◆ **What to produce**
Copy every line of the data below word for word, keeping each number, bracket, and punctuation mark unchanged.
##############################
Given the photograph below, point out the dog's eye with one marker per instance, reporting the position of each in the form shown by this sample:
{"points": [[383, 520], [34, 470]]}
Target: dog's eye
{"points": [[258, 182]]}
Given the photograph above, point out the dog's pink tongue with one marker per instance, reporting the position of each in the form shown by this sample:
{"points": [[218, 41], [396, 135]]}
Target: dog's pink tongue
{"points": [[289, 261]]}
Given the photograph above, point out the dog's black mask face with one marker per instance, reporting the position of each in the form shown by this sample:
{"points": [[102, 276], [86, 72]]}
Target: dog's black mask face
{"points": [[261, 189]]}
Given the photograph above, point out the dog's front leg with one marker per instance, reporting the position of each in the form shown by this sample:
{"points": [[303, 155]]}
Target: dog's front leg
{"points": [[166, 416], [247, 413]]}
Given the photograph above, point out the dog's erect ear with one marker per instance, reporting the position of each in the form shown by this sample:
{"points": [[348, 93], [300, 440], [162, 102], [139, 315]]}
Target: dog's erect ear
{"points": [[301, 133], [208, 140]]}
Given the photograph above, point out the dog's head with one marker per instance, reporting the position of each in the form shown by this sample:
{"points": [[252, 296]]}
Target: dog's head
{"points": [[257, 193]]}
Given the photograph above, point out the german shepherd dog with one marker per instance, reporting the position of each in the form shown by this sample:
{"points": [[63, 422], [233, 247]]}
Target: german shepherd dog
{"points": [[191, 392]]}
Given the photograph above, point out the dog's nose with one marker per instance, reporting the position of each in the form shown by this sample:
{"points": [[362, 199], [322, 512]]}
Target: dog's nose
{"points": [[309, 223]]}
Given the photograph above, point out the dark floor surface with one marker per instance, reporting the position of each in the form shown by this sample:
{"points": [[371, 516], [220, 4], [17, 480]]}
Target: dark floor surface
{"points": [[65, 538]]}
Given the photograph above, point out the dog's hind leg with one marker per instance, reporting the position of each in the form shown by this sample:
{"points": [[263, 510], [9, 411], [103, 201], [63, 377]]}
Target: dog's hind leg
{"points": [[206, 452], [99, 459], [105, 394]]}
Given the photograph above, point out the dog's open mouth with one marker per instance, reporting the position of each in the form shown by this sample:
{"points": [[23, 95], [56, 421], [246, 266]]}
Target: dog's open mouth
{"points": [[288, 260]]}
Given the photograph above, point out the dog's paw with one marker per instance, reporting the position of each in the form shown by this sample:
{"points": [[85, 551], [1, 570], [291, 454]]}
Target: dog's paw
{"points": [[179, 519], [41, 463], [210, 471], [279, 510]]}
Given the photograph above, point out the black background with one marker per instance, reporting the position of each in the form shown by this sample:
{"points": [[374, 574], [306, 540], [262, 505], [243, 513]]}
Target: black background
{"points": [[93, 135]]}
##############################
◆ **Output of the task**
Given the photograph below, point out the dog's eye with one marker per instance, reporting the position of each in the form shown by this sample:
{"points": [[383, 520], [34, 470]]}
Target: dog's eye
{"points": [[258, 182]]}
Given the photograph above, point out the dog's pink tongue with one marker per instance, reporting the position of each in the form shown by this sample:
{"points": [[218, 41], [396, 135]]}
Target: dog's pink tongue
{"points": [[289, 261]]}
Given the photograph above, point out the dog's black mask face with one marker per instance, reporting the position of each in the form shown by this sample:
{"points": [[102, 276], [86, 72]]}
Target: dog's black mask face
{"points": [[261, 189]]}
Given the photograph above, point out the dog's front leg with one marker per instance, reporting the position of each in the form shown by this sample:
{"points": [[303, 155]]}
Target: dog's front leg
{"points": [[166, 416], [247, 413]]}
Given the photograph above, point out the dog's erect ear with one marker per instance, reporting the position of each in the form shown by this sample:
{"points": [[348, 93], [300, 440], [162, 102], [139, 315]]}
Target: dog's erect ear
{"points": [[301, 133], [208, 140]]}
Given the photograph above, point out the dog's head with one marker per instance, reporting the position of each in the form shown by this sample:
{"points": [[252, 296]]}
Target: dog's head
{"points": [[257, 193]]}
Given the photograph above, point out the german shepherd dog with one marker per instance, reporting the position of each in the form shown by this sample:
{"points": [[63, 422], [233, 247]]}
Target: german shepherd dog
{"points": [[191, 392]]}
Given the photograph above, point out the dog's nose with one marker per instance, reporting the position of each in the form shown by this sample:
{"points": [[362, 199], [322, 512]]}
Target: dog's nose
{"points": [[309, 223]]}
Given the photograph above, point out the dark floor surface with one marker per instance, reporting the position of each in the form shown by this sample:
{"points": [[371, 516], [220, 4], [17, 480]]}
Target: dark floor surface
{"points": [[65, 538]]}
Given the photograph above, point out the dog's hind leg with one marker per instance, reporting the position of each in the form shown by this sample:
{"points": [[263, 510], [9, 411], [103, 201], [63, 377]]}
Target: dog's hind leg
{"points": [[206, 452], [99, 459], [105, 394]]}
Given the photograph above, point out the dog's open mouth with one marker per instance, reporting the position of each in the form shown by this sample:
{"points": [[23, 95], [56, 421], [246, 266]]}
Target: dog's open mouth
{"points": [[288, 260]]}
Given the photograph above, point out the dog's paw with one marker per instance, reporting the position of each in the form shown by this sample:
{"points": [[85, 551], [1, 570], [291, 454]]}
Target: dog's paw
{"points": [[179, 519], [41, 463], [210, 471], [279, 510]]}
Given the photograph above, point out the black background with one marker per instance, reporting the position of each in the form shown by this sample:
{"points": [[374, 574], [306, 540], [262, 505], [243, 513]]}
Target: black background
{"points": [[93, 135]]}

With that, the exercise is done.